--- TASK REQUIREMENTS ---
According to the biography excerpt, in what year did George Henry Jennings begin training at Creswick?

--- EXCERPT TO READ ---

George Henry Jennings was born in 1917 at Ringwood and grew up in Bayswater, which at that time was largely a rural area. After completing High School at Box Hill, he gained a scholarship to the Victorian School of Forestry and began training at Creswick in 1935.

He was posted as an Assistant Forester to Powelltown Forest District in 1938 and was soon plunged into the toil of the fire season leading up to “Black Friday” when the Mountain Ash forest of Central Victoria was devastated.

After a short period at Mansfield, George returned to the Ash forests in Neerim Forest District where he was located at Tanjil Bren, a new village, at the focus of the tremendous effort to salvage logs from the burnt forest.

His responsibility covered every aspect of the operations—camps, tree felling, log hauling, road construction, log transport and storage of surplus logs under water in dams and in dumps under water sprays. In summer, this complex had to be protected from fires which readily start by friction as logs were dragged through litter.

--- Items from a dataset ---

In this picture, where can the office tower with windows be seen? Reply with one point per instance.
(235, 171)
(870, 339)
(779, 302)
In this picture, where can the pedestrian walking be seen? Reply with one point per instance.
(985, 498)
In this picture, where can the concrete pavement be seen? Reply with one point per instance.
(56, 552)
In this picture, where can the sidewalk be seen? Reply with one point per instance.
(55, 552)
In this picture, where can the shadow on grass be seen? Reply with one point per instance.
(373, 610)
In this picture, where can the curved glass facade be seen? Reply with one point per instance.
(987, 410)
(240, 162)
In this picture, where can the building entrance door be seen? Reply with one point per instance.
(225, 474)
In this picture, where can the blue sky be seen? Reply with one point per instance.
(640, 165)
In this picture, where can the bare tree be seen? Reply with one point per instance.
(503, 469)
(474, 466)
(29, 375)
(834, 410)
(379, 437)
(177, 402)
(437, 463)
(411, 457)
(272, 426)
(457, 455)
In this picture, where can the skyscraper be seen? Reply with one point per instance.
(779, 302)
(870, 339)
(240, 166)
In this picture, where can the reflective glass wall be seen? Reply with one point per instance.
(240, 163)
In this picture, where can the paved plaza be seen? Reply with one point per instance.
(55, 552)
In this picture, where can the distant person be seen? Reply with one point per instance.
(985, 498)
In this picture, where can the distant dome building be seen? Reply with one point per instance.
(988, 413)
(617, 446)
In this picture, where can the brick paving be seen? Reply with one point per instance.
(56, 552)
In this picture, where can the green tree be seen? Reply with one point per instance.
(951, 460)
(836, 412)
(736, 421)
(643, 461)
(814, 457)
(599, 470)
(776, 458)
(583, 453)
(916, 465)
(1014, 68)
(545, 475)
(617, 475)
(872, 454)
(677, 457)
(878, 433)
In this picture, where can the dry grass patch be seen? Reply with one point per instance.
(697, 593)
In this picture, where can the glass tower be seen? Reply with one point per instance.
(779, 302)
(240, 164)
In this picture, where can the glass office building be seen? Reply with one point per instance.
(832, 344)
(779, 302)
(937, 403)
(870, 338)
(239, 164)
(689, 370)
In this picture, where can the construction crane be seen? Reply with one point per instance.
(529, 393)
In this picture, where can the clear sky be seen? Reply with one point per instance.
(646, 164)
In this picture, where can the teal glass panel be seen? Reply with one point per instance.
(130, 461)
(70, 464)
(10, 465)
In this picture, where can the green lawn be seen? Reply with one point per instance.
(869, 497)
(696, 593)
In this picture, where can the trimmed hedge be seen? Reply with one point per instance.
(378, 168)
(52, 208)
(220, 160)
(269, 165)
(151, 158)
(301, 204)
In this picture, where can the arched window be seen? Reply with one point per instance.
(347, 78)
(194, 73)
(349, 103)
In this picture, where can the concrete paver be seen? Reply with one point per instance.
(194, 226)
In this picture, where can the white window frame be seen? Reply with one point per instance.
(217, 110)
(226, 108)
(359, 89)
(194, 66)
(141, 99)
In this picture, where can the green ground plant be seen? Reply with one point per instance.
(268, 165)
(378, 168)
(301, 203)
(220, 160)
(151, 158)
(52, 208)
--
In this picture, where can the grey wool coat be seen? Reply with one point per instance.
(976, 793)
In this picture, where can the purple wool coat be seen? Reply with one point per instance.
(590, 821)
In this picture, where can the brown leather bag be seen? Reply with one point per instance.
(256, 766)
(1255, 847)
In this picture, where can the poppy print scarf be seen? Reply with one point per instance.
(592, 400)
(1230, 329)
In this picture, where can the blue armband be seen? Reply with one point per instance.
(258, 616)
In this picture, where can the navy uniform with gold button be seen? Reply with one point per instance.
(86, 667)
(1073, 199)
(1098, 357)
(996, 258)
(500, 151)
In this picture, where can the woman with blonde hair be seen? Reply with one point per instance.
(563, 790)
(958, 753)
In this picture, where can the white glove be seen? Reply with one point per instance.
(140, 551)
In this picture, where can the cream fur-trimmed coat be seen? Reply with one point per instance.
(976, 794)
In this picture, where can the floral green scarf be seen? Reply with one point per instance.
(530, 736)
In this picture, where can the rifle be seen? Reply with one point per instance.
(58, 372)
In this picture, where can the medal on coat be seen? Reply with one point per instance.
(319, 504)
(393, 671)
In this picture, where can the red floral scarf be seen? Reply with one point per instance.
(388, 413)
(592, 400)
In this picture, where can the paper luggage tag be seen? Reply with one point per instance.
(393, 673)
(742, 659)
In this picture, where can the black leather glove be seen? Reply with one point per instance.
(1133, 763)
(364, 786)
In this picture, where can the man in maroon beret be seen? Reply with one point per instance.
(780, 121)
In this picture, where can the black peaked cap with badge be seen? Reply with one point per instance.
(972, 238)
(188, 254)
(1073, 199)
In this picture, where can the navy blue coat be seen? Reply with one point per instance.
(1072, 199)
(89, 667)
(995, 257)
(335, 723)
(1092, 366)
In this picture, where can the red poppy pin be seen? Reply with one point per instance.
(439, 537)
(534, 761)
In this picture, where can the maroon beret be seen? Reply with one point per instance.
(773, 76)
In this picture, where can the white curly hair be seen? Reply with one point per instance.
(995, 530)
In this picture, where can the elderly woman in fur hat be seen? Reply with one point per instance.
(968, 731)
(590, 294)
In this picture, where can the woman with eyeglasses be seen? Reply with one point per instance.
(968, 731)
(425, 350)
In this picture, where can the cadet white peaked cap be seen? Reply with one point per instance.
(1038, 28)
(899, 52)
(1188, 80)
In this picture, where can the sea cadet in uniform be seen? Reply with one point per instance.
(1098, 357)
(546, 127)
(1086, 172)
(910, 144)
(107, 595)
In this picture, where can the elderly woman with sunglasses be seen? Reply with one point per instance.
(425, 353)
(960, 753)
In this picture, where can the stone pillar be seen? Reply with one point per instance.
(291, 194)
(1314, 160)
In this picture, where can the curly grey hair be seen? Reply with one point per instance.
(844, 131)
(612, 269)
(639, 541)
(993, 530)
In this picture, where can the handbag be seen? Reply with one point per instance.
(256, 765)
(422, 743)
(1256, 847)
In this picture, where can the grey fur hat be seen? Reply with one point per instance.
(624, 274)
--
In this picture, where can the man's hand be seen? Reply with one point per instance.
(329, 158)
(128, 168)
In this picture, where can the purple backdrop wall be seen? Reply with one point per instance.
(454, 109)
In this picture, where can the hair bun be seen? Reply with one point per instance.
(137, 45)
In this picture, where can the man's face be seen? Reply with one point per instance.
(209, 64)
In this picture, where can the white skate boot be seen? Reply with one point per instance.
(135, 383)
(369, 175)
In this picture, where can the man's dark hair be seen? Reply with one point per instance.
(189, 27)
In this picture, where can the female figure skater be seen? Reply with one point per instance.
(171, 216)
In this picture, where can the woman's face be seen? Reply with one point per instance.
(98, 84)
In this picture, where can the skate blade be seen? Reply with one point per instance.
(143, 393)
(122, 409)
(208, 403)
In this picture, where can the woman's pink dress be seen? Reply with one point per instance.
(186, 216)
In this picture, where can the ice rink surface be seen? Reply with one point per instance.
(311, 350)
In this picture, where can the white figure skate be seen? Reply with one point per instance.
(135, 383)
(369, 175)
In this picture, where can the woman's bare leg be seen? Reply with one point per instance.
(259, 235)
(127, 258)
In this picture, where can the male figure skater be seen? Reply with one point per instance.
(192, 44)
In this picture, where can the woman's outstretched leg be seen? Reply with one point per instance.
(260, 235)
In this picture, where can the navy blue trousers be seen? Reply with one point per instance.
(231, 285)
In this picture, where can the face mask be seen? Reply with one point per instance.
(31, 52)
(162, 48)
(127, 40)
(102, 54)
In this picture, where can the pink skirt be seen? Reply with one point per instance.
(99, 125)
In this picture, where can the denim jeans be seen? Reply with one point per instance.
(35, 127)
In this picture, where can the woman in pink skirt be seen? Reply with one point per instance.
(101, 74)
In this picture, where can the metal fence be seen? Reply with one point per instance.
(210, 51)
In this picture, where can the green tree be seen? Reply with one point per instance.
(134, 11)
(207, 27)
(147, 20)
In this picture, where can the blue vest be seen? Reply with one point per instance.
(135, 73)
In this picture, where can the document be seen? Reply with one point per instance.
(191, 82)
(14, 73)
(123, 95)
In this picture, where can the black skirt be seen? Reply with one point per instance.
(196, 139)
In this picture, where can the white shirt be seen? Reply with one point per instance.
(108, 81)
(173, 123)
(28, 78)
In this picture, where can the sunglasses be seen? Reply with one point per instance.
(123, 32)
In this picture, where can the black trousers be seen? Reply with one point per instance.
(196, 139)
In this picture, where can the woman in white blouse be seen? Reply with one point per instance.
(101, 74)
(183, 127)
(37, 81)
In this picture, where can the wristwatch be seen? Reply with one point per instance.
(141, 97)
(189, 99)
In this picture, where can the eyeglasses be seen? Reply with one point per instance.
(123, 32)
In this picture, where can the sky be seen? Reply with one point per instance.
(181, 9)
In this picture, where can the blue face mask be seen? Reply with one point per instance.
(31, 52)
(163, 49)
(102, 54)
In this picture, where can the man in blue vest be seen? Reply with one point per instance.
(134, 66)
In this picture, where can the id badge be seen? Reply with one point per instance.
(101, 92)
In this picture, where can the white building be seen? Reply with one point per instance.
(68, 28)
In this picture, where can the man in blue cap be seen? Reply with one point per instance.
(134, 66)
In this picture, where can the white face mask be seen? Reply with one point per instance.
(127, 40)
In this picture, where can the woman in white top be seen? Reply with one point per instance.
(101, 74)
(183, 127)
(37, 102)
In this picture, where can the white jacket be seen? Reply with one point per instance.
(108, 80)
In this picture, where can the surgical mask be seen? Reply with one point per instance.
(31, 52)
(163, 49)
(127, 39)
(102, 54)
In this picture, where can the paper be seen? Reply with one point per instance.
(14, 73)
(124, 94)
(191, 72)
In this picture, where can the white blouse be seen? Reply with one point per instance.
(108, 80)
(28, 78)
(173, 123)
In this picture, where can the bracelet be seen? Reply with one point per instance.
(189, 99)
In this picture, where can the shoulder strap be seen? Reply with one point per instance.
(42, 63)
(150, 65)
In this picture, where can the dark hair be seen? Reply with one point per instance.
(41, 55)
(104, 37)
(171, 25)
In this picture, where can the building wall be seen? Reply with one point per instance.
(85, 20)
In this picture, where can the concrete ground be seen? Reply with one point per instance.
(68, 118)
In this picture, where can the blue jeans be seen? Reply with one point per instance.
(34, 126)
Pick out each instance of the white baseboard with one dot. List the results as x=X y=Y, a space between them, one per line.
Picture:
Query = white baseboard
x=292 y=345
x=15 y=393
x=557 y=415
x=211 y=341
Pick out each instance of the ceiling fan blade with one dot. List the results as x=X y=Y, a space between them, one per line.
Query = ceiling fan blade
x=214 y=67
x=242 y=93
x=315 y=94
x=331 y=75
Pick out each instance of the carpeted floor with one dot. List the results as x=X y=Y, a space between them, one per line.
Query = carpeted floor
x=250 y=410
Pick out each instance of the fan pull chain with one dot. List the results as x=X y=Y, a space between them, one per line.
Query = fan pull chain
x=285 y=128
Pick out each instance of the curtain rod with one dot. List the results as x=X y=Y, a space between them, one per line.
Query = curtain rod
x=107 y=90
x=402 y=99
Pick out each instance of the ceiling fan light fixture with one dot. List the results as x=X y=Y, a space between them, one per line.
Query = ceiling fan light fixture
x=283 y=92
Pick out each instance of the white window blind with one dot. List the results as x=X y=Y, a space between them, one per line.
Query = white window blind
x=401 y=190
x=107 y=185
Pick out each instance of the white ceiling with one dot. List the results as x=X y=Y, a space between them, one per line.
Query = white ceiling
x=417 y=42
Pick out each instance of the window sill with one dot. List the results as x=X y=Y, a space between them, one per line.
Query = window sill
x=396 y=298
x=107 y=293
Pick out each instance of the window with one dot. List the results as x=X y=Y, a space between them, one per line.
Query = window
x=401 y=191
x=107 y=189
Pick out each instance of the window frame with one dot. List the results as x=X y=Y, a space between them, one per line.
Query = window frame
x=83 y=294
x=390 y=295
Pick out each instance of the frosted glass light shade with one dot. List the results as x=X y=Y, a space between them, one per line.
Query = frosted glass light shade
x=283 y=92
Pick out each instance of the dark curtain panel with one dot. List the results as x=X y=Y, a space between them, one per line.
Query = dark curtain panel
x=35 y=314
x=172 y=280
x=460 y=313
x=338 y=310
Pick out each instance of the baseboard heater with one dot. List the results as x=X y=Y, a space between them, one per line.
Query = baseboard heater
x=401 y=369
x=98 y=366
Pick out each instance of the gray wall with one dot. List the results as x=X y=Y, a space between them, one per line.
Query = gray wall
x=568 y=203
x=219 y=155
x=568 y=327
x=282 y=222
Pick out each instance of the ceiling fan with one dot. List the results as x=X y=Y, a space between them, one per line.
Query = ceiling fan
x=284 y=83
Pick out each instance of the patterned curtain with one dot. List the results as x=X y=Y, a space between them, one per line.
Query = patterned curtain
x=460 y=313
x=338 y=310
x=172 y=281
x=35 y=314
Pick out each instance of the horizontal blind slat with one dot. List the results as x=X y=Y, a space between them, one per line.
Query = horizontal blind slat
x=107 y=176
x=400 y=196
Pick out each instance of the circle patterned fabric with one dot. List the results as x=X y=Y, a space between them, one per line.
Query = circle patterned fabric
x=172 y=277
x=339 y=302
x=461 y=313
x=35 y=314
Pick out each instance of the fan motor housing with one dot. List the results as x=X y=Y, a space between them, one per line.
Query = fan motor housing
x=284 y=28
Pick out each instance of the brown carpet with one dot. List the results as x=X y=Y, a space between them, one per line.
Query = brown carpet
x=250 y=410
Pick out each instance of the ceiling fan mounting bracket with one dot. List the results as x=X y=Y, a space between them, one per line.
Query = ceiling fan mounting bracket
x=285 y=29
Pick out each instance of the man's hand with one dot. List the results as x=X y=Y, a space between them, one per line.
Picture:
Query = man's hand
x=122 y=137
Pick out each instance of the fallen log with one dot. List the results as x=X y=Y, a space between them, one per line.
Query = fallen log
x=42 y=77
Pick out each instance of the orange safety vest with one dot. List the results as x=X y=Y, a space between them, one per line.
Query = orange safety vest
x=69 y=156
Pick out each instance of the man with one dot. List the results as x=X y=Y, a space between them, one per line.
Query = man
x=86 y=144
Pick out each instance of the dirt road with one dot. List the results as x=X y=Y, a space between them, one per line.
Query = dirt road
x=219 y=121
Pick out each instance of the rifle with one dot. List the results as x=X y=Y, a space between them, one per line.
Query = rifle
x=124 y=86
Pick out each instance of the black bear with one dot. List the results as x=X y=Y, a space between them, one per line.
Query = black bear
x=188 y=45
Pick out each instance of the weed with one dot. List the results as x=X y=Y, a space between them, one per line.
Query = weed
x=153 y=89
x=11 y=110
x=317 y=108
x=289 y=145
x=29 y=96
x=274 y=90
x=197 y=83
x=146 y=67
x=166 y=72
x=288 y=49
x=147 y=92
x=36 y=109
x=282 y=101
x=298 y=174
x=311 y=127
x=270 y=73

--- WRITTEN REPLY ---
1935